§ What is needed
Please copy the items word for word, starting with the line that contains "Place one keypoint on each instance of the fence" and continuing through the last line of the items.

[Stored records]
:::::
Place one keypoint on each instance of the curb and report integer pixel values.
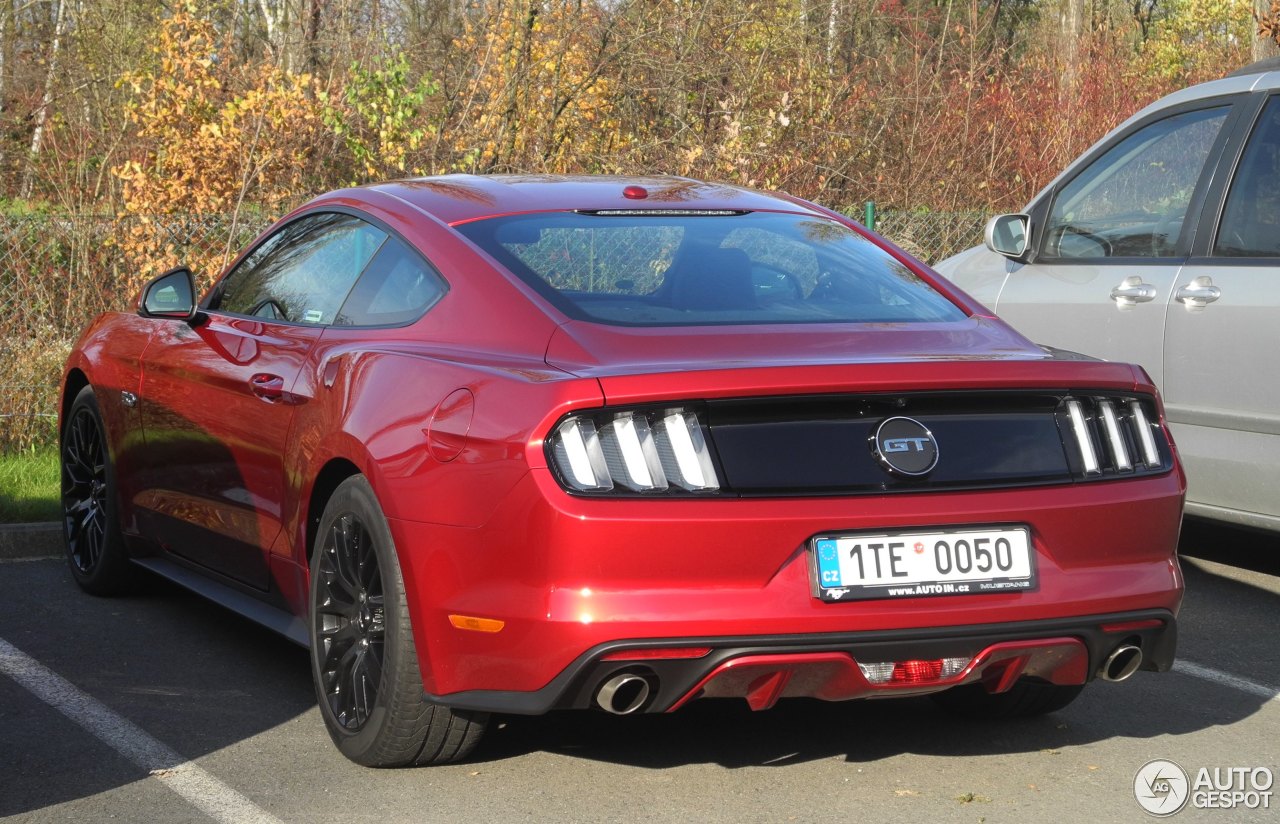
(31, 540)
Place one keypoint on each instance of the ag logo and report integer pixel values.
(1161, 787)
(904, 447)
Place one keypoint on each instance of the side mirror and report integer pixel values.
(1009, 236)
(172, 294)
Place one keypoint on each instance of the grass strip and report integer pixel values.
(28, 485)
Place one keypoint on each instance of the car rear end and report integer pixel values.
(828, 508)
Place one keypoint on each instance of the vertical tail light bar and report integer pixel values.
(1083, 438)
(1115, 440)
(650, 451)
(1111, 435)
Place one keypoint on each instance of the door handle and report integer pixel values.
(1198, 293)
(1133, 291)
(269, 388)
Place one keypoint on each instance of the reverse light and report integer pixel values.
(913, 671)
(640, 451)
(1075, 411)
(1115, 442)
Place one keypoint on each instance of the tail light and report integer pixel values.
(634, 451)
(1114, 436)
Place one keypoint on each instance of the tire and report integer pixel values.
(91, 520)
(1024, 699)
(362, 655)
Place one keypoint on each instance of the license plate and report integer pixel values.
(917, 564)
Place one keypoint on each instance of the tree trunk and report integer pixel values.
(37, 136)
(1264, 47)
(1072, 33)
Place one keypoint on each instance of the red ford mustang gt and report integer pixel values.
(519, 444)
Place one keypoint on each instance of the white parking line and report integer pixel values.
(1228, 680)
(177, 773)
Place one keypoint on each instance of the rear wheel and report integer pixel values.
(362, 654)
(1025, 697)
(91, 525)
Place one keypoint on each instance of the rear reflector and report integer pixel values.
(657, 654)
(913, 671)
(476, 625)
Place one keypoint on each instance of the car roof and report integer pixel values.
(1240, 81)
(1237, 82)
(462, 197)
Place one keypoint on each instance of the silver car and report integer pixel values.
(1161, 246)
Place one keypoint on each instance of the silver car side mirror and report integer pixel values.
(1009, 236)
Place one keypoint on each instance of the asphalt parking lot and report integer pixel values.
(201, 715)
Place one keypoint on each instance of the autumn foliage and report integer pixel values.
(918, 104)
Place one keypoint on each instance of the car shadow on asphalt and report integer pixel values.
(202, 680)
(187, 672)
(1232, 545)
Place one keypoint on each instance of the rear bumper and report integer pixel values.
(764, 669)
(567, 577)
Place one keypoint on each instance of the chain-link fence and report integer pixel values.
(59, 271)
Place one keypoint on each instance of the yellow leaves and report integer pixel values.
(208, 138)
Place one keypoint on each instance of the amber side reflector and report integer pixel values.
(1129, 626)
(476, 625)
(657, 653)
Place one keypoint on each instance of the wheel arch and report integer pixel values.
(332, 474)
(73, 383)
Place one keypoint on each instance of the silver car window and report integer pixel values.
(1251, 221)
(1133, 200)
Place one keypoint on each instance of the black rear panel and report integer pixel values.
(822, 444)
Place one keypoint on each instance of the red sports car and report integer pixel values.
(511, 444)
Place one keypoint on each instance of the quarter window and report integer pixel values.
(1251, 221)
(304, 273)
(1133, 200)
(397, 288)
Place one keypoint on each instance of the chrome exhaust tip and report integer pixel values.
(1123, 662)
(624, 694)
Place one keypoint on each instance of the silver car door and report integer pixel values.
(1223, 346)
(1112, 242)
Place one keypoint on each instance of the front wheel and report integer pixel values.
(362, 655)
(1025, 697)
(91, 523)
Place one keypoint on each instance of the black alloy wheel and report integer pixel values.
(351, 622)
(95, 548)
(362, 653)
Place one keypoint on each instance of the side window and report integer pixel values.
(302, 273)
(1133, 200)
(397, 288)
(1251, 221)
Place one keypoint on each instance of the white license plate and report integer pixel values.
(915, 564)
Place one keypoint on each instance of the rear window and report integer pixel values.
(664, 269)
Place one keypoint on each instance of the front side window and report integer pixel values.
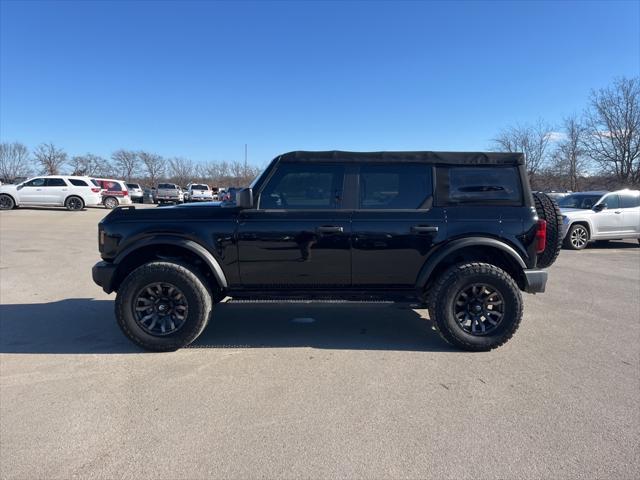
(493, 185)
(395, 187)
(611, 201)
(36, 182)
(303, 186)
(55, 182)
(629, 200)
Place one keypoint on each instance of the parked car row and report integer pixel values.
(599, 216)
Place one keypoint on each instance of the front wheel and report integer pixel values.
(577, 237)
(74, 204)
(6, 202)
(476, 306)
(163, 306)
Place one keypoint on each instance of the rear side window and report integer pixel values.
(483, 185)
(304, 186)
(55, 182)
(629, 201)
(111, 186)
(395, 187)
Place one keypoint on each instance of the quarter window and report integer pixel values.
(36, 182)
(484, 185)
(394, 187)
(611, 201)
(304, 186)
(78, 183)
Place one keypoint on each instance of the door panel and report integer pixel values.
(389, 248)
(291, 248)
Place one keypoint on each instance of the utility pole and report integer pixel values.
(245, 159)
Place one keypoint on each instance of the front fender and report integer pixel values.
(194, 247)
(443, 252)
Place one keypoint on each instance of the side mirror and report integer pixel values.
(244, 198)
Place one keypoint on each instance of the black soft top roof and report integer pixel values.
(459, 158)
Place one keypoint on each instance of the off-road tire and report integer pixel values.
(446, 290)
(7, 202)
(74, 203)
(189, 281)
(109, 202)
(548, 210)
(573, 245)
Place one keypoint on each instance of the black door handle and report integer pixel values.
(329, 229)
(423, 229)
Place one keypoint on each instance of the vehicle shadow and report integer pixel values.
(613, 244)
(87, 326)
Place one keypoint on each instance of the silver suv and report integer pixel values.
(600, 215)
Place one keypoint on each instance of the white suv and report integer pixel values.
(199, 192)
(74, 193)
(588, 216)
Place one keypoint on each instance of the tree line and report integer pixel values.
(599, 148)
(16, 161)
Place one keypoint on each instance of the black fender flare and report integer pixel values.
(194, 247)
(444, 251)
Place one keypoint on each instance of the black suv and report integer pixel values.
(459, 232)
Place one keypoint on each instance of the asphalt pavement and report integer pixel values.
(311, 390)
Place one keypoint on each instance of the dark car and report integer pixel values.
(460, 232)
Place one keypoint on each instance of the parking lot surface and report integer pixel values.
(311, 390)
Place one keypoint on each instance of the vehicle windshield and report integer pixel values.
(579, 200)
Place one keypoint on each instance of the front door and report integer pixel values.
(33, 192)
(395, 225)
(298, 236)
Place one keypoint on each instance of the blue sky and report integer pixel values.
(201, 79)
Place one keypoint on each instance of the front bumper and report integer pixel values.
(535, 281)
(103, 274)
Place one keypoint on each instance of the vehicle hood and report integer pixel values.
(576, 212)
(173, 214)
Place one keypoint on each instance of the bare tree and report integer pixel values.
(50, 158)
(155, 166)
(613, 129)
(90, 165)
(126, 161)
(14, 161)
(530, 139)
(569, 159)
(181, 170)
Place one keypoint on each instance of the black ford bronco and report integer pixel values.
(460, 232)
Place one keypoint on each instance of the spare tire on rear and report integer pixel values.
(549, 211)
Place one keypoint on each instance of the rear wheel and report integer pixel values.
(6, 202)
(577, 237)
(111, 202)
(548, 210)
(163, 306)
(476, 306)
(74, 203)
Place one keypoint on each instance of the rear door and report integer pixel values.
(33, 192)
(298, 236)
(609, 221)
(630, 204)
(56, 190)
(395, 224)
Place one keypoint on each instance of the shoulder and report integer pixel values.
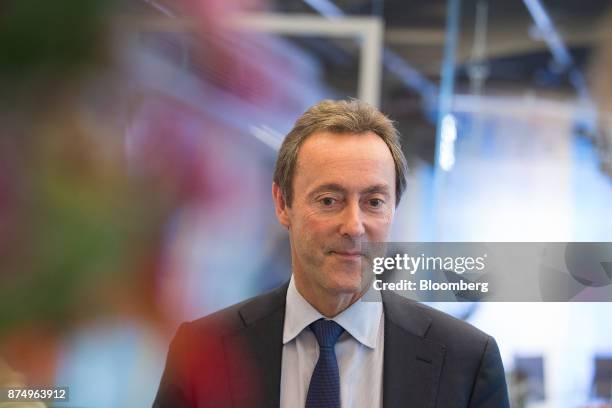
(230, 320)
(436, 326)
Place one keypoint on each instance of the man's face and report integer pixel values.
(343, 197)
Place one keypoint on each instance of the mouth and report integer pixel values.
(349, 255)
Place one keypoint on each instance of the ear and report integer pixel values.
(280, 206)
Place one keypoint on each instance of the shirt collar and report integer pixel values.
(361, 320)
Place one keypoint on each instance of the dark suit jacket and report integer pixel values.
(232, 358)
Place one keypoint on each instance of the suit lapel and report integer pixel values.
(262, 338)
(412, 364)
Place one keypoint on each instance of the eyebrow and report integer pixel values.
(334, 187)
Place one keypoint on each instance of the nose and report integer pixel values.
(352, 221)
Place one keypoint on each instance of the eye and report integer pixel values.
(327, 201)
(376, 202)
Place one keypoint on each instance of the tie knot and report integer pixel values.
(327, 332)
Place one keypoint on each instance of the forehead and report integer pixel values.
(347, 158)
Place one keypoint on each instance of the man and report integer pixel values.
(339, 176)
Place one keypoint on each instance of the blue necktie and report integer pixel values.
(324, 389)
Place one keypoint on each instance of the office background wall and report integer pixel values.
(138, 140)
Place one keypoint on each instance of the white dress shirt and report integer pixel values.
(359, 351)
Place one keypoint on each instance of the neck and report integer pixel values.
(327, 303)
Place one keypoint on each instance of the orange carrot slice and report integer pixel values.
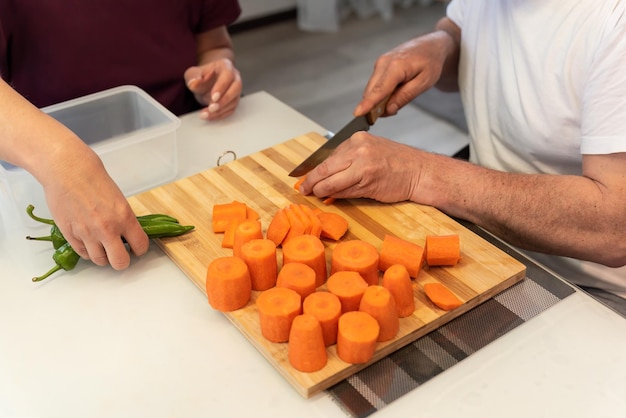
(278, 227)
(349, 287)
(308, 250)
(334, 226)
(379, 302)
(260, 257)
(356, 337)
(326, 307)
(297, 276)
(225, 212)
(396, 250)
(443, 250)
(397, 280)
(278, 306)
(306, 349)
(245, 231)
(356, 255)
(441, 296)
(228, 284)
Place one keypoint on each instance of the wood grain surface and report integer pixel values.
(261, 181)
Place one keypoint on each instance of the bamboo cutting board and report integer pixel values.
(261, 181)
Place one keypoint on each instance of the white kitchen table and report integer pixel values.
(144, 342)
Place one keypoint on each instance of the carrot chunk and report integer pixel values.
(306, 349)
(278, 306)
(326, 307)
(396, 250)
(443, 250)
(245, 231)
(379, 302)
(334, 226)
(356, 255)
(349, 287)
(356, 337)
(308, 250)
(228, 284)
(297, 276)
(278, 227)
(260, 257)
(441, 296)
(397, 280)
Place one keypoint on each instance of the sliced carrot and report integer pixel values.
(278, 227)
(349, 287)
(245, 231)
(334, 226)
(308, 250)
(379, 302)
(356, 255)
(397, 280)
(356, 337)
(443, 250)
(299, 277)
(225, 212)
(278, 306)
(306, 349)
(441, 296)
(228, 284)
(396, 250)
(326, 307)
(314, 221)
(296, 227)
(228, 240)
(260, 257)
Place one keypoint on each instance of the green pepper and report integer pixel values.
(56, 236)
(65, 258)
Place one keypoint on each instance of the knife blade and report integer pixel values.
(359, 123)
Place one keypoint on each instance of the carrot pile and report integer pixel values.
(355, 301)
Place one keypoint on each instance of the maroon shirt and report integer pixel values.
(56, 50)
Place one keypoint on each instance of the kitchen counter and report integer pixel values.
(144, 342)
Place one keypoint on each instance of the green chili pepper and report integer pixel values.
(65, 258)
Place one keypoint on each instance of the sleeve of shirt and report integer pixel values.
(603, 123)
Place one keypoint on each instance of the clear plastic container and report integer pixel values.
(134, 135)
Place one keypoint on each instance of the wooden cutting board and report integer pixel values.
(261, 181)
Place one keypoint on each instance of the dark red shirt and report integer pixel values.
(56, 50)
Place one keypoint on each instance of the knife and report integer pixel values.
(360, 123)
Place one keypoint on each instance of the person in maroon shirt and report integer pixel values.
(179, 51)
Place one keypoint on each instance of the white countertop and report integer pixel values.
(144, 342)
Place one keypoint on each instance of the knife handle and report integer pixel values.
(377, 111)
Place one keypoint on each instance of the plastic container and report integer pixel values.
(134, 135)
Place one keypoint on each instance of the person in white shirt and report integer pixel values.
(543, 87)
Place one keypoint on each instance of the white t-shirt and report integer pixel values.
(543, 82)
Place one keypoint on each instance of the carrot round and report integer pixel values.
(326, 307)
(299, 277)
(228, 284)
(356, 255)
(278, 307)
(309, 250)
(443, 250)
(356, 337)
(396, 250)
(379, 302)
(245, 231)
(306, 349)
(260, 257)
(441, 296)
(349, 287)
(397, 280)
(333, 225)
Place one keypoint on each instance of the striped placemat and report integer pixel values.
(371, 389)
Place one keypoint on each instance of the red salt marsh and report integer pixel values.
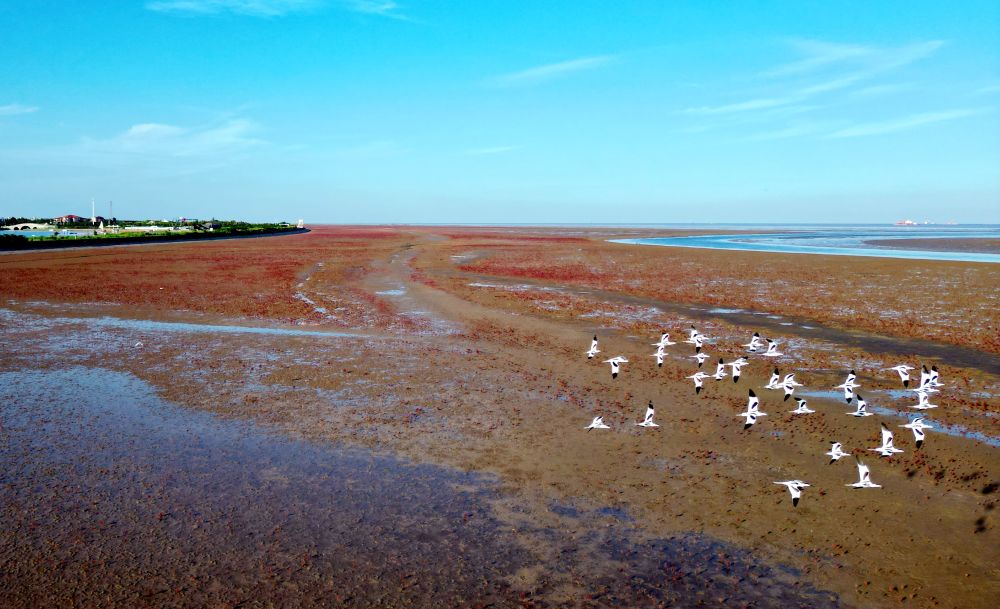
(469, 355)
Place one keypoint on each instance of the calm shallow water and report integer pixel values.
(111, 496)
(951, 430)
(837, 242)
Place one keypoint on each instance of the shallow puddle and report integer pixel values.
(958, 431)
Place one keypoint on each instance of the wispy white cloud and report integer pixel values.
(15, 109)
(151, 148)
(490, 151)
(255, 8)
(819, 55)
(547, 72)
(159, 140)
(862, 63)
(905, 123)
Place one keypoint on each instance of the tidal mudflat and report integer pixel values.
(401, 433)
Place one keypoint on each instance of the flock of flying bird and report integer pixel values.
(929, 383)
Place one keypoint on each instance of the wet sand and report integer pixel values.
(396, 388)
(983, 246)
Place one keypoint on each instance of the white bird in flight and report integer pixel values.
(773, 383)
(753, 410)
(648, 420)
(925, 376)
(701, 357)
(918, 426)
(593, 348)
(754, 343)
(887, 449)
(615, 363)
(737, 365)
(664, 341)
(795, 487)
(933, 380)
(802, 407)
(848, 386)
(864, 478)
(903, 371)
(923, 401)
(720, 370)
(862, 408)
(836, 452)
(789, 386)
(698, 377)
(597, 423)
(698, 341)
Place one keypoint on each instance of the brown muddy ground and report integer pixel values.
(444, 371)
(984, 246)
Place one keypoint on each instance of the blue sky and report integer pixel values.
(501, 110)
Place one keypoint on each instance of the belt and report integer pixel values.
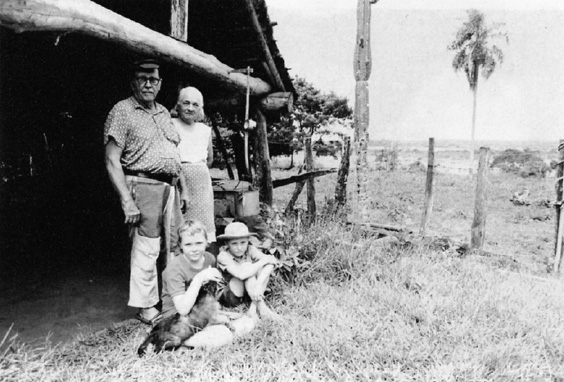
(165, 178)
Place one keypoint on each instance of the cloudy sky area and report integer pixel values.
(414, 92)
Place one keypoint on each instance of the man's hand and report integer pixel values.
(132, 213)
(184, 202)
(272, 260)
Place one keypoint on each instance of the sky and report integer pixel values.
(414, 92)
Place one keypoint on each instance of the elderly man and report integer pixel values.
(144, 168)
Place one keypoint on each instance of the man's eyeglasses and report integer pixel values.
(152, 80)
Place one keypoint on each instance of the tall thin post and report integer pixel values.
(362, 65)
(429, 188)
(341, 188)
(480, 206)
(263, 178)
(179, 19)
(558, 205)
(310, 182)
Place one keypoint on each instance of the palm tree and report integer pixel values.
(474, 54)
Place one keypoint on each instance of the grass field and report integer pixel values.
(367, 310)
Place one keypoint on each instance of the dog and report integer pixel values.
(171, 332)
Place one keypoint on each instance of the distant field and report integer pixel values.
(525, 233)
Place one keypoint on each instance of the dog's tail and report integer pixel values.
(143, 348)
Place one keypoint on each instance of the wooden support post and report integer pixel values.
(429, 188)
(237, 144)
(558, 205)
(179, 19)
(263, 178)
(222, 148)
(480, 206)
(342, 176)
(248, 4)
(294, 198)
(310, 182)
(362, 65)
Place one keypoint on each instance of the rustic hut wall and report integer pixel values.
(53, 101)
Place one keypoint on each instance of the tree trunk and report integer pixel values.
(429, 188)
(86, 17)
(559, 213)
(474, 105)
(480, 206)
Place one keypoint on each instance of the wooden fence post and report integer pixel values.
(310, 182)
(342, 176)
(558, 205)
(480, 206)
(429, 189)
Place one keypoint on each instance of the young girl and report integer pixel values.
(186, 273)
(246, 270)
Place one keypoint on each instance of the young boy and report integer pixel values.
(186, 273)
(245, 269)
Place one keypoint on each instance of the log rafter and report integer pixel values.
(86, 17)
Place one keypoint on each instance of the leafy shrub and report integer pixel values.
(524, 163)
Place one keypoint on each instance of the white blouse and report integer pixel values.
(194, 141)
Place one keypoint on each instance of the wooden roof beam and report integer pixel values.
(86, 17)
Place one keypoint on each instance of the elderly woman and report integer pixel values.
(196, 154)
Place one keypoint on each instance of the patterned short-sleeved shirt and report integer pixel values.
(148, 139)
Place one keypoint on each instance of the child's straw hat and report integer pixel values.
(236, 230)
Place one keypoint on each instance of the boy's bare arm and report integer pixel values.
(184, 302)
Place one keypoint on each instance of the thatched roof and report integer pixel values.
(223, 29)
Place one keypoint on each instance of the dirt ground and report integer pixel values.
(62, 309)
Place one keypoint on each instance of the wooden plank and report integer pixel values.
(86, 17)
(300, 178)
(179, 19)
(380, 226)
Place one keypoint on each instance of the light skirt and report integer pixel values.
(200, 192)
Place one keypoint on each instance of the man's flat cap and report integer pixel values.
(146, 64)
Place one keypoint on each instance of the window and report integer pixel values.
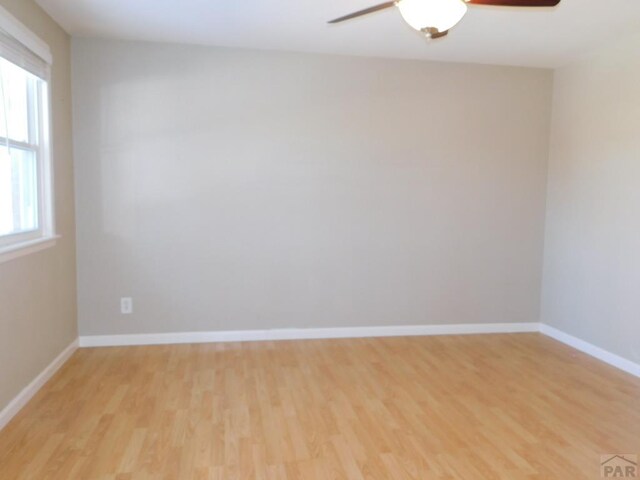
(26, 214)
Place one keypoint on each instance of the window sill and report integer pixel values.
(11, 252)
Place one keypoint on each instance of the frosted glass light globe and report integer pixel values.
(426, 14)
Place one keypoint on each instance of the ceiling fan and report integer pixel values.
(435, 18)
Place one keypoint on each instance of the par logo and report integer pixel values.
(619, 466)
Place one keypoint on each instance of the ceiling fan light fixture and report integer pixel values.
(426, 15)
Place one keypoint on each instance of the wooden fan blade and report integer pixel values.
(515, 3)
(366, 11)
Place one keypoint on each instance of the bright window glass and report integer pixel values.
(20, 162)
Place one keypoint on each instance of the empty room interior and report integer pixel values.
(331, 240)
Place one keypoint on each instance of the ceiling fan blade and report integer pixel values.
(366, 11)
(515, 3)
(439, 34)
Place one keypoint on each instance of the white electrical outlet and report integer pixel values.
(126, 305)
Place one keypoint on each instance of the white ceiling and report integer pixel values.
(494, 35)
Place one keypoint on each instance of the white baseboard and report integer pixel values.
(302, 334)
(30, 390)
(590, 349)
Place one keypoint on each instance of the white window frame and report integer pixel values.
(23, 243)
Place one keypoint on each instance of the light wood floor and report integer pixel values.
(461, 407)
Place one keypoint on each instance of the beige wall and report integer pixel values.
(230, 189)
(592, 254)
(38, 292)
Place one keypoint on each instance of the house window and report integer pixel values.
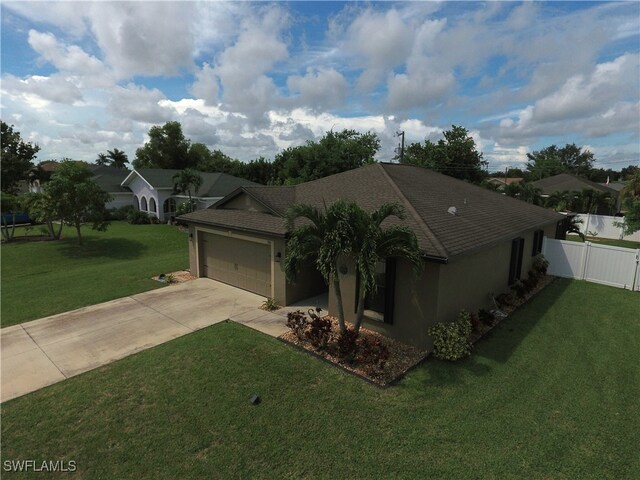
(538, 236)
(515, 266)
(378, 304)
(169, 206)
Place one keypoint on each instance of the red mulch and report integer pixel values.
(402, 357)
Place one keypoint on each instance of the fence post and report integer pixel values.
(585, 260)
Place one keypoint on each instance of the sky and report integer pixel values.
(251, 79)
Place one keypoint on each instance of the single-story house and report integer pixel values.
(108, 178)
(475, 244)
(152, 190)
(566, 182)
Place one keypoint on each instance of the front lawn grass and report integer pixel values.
:::::
§ Right answer
Place one keypoint on each instance of the fence post and report integer pixel values.
(585, 260)
Place one keypoint on each instance of the sky and report integer pixel values.
(251, 79)
Place one keypoint on each instance of the single-story house and report integer pixel values.
(108, 178)
(475, 244)
(152, 190)
(566, 182)
Place one keypoint on each instance of the front lawn grass and report integer pixel values.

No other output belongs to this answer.